**DIRECTIONS**
Copy each line of the records below that mentions the word "tree".

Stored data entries

---

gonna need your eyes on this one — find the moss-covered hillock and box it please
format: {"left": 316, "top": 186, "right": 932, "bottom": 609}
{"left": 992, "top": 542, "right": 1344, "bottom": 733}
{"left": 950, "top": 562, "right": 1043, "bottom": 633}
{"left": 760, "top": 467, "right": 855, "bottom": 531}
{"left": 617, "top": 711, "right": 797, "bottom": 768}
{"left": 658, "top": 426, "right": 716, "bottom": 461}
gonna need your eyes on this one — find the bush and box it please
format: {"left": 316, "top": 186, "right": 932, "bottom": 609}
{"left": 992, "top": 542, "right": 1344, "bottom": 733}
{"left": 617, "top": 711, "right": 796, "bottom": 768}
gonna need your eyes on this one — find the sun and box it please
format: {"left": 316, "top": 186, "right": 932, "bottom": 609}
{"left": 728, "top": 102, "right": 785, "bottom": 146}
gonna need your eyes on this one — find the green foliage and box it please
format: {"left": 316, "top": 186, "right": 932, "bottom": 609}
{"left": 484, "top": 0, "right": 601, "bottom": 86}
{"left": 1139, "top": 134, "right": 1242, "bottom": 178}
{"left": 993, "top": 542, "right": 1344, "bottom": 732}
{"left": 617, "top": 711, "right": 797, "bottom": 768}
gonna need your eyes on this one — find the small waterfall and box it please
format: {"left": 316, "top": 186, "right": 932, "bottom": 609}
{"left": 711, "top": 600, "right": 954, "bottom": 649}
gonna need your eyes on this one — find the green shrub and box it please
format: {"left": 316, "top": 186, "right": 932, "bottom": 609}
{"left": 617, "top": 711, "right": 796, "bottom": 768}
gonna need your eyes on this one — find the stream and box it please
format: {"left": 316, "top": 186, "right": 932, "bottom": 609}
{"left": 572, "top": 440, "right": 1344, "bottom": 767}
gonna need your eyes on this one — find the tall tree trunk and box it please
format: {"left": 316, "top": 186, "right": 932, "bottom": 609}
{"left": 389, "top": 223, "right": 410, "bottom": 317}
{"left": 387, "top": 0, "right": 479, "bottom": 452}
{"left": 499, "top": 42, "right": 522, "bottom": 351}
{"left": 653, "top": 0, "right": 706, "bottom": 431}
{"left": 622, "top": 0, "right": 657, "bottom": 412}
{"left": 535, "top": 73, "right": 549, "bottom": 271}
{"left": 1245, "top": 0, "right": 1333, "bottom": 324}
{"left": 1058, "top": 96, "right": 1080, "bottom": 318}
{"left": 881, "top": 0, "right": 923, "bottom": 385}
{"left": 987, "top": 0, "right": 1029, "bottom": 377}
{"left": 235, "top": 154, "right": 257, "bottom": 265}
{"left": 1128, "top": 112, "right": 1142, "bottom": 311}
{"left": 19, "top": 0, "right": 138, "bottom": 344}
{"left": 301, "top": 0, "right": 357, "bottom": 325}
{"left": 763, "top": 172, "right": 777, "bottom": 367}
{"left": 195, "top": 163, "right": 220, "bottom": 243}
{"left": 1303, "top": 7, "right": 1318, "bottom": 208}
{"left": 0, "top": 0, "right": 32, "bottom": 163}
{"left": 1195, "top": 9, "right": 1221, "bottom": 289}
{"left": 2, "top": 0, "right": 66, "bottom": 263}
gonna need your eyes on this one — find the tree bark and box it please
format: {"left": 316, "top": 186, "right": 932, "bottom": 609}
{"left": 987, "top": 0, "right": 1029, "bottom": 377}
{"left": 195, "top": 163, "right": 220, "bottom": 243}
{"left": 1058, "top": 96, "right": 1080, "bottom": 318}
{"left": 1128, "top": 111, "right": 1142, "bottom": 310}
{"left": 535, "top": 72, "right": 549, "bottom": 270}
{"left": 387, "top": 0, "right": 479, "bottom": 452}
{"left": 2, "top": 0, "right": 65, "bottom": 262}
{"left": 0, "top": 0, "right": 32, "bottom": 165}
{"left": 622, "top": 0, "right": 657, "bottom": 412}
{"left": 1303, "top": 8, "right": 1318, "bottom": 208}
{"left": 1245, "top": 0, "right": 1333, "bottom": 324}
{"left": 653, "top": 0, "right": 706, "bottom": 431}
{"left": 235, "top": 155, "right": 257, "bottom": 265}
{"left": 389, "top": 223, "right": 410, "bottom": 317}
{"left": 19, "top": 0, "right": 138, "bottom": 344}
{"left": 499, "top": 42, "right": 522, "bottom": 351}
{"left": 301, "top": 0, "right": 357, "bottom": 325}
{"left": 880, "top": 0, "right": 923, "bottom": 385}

---

**ANSWER TO THE PROBLEM**
gonna need your eyes on this one — find the tall tree trunk and box it please
gonna need your eyes on this one — find the tree bark and box it please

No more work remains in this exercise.